> TO-DO ITEM: Can you quote verbatim every line from the very start of the rows through the line that contains "positive clicks: (353, 265) (355, 261)", including both of those lines?

────────────────────────────────────────

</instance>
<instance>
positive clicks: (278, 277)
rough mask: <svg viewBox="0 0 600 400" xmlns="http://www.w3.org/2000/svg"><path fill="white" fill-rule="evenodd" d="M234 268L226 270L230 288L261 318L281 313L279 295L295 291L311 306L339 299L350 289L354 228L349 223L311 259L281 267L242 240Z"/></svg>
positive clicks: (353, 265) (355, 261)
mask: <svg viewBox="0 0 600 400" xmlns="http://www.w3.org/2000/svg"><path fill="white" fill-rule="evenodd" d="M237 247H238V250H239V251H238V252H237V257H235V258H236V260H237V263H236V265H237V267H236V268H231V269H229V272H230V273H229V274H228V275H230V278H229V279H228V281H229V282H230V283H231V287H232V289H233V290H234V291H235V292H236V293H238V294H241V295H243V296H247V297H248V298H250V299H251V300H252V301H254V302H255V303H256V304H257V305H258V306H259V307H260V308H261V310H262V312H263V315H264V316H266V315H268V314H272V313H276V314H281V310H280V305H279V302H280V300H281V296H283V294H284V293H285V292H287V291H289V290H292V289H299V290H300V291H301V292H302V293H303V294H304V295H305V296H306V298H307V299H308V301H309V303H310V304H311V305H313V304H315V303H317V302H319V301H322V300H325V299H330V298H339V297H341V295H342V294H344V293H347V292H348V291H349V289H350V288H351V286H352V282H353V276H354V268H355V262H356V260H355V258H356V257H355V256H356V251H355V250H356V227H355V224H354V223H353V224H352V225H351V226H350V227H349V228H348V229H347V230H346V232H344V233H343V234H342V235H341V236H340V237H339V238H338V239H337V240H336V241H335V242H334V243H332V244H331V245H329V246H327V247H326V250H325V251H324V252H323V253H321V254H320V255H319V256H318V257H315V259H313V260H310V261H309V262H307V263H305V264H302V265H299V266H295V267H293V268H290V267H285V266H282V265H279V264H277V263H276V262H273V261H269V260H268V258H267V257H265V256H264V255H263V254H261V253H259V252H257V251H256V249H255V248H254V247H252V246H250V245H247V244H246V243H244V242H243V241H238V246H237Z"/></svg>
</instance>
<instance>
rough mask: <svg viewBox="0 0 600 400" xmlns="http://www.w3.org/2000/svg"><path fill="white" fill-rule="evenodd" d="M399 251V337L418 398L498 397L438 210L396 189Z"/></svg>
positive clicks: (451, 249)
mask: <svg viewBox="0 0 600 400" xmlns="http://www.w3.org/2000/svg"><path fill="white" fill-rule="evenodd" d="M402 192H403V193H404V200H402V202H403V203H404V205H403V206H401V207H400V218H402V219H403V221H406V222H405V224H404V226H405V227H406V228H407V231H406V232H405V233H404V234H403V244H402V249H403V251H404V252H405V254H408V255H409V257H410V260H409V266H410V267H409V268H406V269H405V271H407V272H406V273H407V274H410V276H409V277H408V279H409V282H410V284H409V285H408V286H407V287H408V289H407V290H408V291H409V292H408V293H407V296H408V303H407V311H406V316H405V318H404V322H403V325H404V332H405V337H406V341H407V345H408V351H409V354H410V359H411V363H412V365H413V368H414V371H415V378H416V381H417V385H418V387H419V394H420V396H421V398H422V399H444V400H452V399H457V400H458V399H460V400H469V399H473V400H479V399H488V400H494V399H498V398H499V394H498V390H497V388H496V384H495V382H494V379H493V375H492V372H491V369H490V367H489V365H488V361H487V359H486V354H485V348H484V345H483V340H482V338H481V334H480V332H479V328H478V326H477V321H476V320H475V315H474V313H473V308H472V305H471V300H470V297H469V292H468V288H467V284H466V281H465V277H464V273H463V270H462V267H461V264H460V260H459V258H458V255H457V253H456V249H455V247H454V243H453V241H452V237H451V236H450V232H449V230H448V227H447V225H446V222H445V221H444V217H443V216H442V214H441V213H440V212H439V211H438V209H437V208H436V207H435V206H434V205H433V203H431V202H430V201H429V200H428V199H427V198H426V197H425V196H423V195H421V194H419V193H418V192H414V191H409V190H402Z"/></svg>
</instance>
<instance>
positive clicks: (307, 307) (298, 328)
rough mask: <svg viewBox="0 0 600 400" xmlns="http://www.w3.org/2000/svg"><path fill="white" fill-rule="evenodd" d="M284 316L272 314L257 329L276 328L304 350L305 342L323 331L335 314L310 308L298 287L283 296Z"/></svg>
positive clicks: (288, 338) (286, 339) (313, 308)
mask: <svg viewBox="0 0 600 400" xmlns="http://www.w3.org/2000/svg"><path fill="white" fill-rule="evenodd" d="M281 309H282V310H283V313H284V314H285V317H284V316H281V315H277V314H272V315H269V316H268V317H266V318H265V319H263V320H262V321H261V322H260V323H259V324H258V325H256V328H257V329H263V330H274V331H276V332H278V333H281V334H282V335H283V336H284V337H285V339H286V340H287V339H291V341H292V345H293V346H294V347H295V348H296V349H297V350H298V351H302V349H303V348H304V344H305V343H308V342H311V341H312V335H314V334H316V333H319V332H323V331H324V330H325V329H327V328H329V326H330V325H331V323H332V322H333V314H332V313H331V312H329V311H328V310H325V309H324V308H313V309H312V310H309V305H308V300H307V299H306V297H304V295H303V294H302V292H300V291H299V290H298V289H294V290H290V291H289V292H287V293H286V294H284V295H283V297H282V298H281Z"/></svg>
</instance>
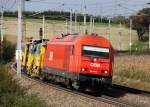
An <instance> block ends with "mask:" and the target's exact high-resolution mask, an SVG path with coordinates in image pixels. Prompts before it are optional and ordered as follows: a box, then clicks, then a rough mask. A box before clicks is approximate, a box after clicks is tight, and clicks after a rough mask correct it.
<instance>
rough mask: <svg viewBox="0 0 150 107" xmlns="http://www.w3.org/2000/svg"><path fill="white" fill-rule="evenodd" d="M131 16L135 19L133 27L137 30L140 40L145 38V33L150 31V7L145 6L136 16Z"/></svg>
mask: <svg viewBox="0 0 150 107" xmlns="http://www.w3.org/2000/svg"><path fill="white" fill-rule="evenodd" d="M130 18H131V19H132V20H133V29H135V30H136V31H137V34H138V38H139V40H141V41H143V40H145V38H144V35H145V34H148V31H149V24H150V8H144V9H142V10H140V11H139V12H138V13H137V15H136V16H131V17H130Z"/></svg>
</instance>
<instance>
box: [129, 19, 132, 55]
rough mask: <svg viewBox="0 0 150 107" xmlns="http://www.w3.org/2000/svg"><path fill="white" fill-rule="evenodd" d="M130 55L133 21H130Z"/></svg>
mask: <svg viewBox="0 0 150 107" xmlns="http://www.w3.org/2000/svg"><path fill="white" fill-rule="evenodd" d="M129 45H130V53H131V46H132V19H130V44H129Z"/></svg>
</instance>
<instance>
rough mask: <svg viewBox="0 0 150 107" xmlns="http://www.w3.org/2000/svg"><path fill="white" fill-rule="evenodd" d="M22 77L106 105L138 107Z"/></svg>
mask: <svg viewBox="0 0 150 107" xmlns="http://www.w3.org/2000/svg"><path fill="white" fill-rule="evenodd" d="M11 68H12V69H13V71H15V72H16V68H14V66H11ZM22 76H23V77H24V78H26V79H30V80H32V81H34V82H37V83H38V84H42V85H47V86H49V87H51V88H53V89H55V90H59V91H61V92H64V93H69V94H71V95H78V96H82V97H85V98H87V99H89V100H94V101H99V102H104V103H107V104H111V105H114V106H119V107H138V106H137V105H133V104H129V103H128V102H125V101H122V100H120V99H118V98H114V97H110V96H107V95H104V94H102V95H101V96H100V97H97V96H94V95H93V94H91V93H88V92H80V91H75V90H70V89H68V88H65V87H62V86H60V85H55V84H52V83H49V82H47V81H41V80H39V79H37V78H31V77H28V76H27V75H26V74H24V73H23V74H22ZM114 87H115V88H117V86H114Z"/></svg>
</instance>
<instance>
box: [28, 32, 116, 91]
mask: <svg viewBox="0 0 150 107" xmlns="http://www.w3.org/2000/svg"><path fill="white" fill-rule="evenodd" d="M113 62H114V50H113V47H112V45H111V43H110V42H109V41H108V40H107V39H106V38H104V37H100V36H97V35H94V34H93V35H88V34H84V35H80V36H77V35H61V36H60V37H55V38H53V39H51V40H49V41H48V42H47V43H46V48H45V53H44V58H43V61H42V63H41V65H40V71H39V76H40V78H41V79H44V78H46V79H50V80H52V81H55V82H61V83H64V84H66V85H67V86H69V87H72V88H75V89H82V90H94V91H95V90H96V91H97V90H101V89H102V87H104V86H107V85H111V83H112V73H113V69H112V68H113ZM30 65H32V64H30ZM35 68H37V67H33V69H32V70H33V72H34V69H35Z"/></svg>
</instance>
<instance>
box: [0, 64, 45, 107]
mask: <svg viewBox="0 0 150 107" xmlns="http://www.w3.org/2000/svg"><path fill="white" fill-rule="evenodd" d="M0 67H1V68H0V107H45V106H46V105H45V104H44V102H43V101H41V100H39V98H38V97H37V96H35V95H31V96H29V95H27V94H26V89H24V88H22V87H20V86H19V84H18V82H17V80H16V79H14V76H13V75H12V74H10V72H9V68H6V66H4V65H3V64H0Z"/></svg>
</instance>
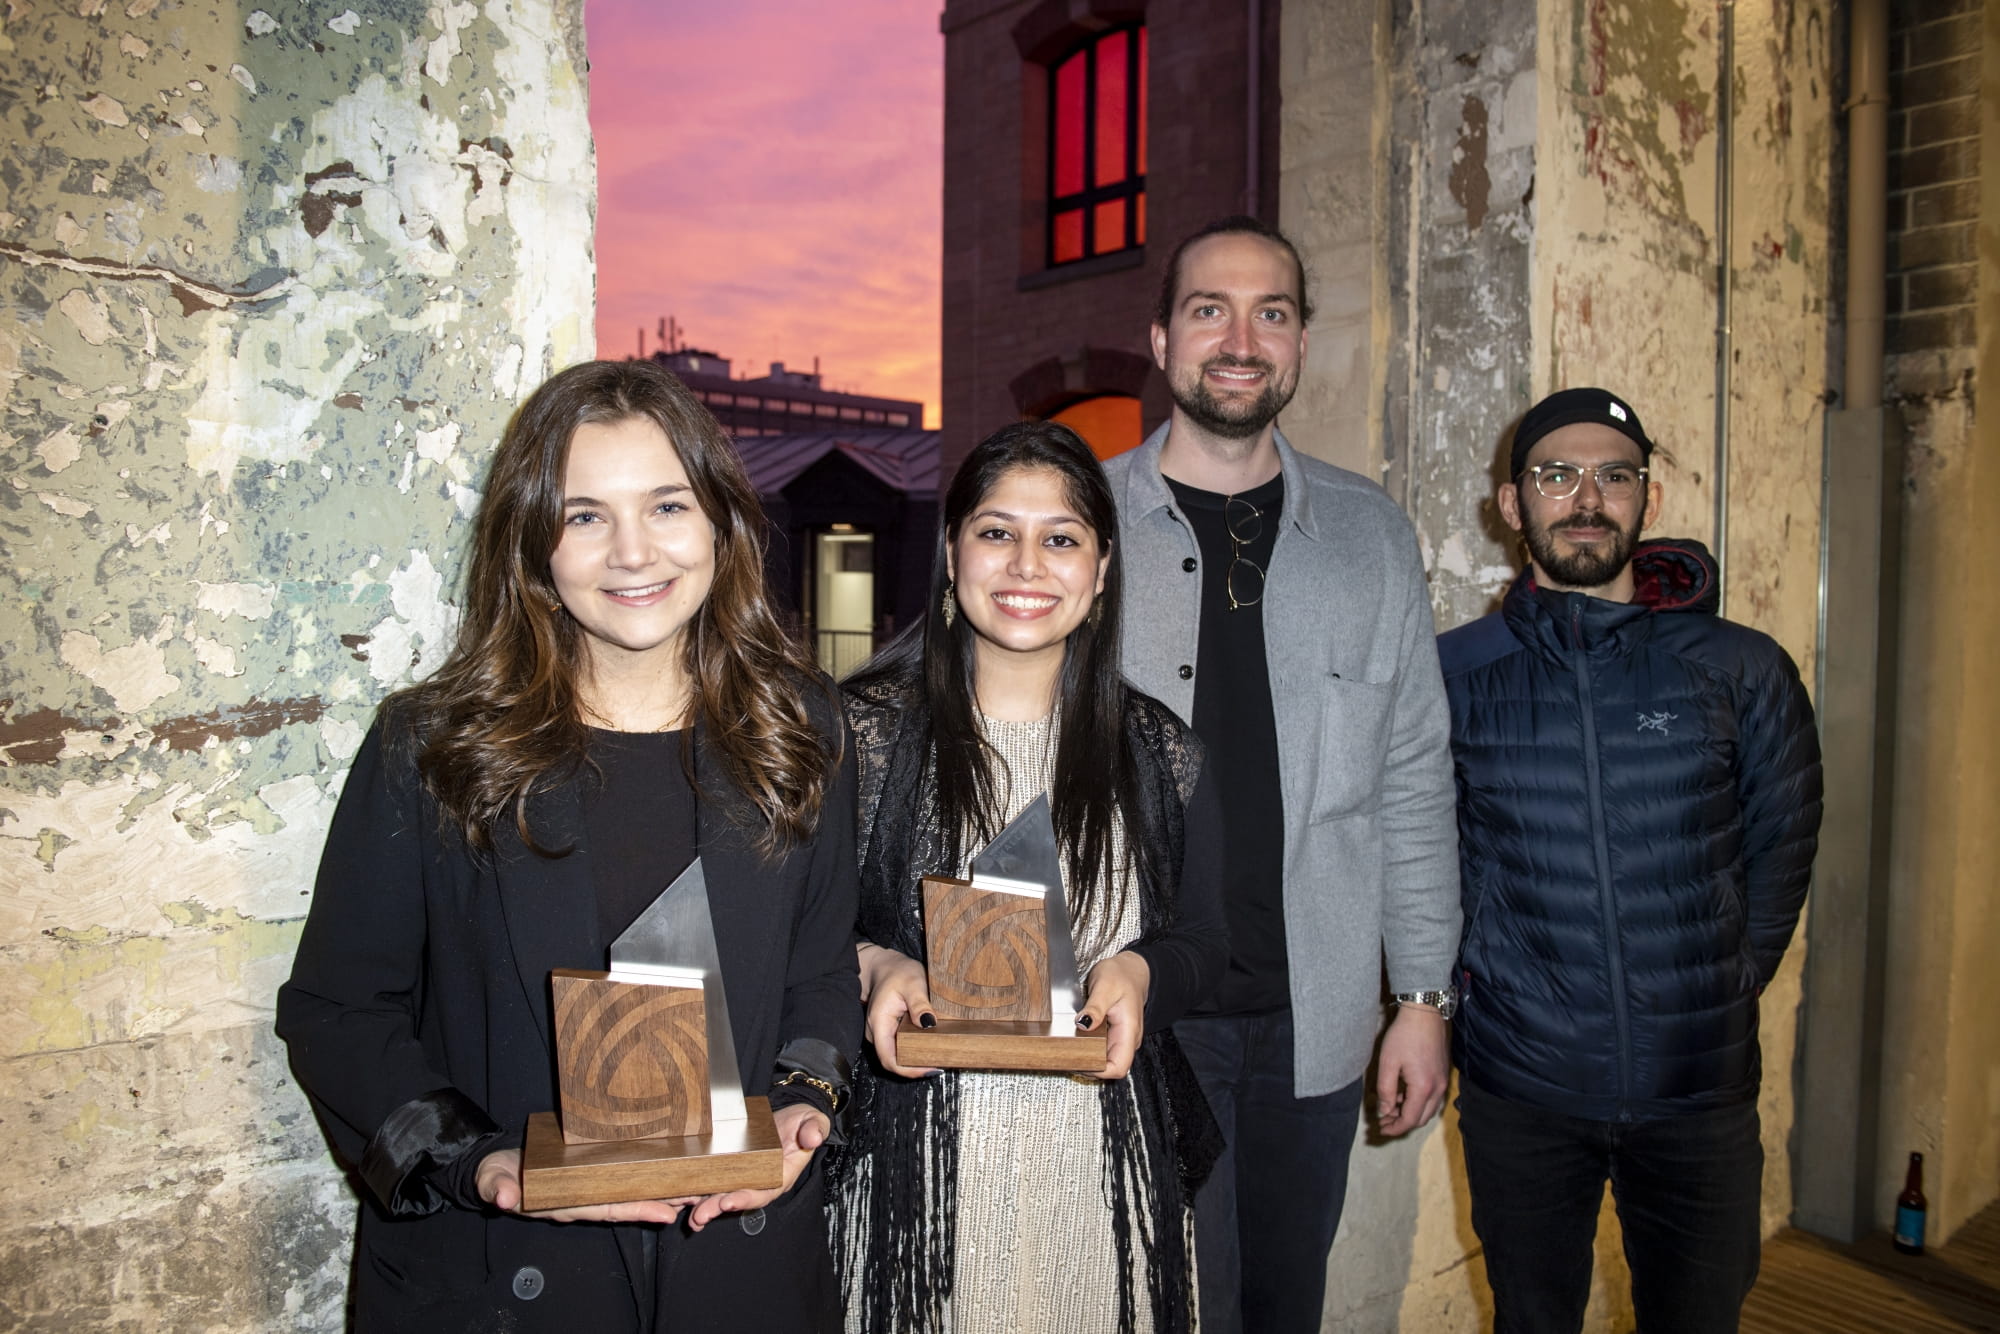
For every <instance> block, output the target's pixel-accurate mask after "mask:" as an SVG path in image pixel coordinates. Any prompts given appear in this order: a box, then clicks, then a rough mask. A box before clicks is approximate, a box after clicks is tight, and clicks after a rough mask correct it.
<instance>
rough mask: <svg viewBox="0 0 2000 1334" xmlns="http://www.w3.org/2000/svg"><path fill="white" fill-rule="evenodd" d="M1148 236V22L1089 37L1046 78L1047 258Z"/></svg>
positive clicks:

────────────────────────────────────────

> ANSWER TO THE PROBLEM:
</instance>
<instance>
positive clicks: (278, 277)
rough mask: <svg viewBox="0 0 600 400" xmlns="http://www.w3.org/2000/svg"><path fill="white" fill-rule="evenodd" d="M234 268L226 270L230 288L261 318L281 313L279 295L295 291L311 306L339 299L350 289L354 228L349 223L311 259L281 267L242 240Z"/></svg>
positive clicks: (353, 265) (355, 261)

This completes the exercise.